● **OBJECTIVE 1**: Retype the passage about listening to the rain word for word, starting at "Listening to the rain brings" and ending at "less ambient noise.".
● **OBJECTIVE 2**: In the passage about listening to the rain, which plants does the rain drip through?

● **PASSAGE TO READ**:

It’s the end of August and I’m sitting listening to the rain. I search in vain for the words to describe it. I realise eventually that I cannot possibly find them because rain is highly contextual. What I can hear in my low-lit study, with the window open, is soft end-of-summer night-rain. It’s the kind of rain that lovers mean, when they say they want to lie together listening to the rain fall. Can I call it that, then? A lovers’ rain.
It falls softly, down, not sideways, not wind-blown against the windows. Dripping through the branches of the wisteria, and bay, and rose. Somewhere there’s a downpipe or a leaking gutter, a trickle that sounds like a hidden stream. If I went to the window and looked out into the dark, would the wet slate pebbles look for a while like the stream they imitate, would the crook-laid deck planks begin to evoke the oriental landscape that I should have been heading off to see in a few weeks’ time?
Listening to the rain brings back memories. Childhood memories of being under canvas, curled in a sleeping bag, taking seriously the injunction not to touch the ‘walls’, contact leading to leakage. I remember lying in the dark: it was never dark at home: dark was a camp-site phenomenon. Sound travels further in the dark, we were told. I suspect it doesn’t. I suspect we hear further sounds in the dark because dark is night and night holds less ambient noise.
Even so, rain sounds louder in the dark. Can a sound be both louder and softer at the same time? I guess so. Loud being volume, and soft being tone.
I sit in my study and listen to the rain in the bushes in the garden. It could almost be the sound of waves on pebbles…if a wave went of forever and didn’t retreat.

● **GIVEN INFORMATION**:

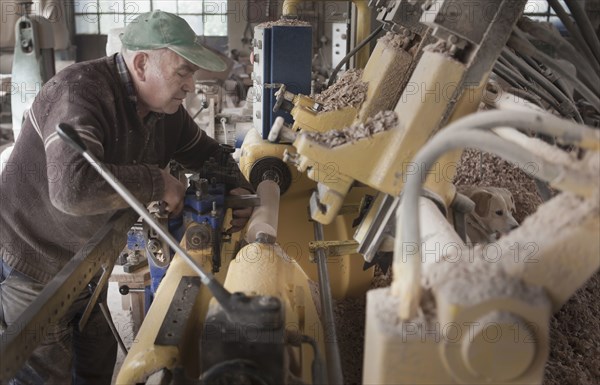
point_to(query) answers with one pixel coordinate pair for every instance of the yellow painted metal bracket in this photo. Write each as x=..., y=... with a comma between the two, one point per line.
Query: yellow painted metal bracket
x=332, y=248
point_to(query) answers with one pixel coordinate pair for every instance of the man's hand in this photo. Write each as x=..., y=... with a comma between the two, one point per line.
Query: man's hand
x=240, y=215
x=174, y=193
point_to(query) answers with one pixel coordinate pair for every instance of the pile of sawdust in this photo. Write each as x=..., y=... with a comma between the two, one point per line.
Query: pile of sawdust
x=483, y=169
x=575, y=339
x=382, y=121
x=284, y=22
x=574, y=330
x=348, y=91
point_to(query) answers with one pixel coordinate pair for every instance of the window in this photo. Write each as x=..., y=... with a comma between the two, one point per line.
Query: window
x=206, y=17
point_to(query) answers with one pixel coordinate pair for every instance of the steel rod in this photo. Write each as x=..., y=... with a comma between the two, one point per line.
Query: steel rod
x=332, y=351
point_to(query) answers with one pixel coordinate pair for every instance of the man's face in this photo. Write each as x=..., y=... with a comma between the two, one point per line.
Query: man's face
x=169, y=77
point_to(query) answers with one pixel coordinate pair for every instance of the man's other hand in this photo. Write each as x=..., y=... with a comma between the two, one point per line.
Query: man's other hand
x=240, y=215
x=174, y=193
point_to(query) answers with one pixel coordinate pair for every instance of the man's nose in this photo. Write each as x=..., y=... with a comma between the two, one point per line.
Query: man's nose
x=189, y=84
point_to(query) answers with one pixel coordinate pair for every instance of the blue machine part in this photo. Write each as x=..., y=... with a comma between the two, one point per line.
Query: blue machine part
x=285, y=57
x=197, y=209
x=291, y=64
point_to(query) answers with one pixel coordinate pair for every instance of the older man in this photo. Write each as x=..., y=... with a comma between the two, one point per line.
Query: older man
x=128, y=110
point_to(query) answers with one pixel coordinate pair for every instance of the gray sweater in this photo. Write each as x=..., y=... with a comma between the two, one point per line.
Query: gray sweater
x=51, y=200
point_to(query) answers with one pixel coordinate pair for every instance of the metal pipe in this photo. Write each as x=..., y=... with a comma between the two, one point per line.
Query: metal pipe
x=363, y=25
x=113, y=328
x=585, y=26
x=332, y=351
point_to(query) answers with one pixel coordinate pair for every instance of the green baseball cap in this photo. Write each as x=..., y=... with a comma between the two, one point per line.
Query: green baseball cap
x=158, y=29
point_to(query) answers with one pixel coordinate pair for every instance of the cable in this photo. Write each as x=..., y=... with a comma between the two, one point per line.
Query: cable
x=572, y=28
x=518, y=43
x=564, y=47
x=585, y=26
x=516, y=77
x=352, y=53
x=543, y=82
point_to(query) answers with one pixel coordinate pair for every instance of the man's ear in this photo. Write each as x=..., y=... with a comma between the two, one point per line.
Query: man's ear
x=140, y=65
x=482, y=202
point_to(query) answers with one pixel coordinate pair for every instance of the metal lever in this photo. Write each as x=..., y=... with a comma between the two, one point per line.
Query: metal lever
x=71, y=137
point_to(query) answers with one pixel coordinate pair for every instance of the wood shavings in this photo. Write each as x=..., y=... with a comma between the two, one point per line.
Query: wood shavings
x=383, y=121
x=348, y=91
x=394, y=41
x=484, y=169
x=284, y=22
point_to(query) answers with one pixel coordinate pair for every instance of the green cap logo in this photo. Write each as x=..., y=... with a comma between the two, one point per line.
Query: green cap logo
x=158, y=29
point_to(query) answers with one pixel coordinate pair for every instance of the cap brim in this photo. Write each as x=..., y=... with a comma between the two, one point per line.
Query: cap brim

● **EXERCISE RESULT 1**:
Listening to the rain brings back memories. Childhood memories of being under canvas, curled in a sleeping bag, taking seriously the injunction not to touch the ‘walls’, contact leading to leakage. I remember lying in the dark: it was never dark at home: dark was a camp-site phenomenon. Sound travels further in the dark, we were told. I suspect it doesn’t. I suspect we hear further sounds in the dark because dark is night and night holds less ambient noise.

● **EXERCISE RESULT 2**: The wisteria, bay, and rose.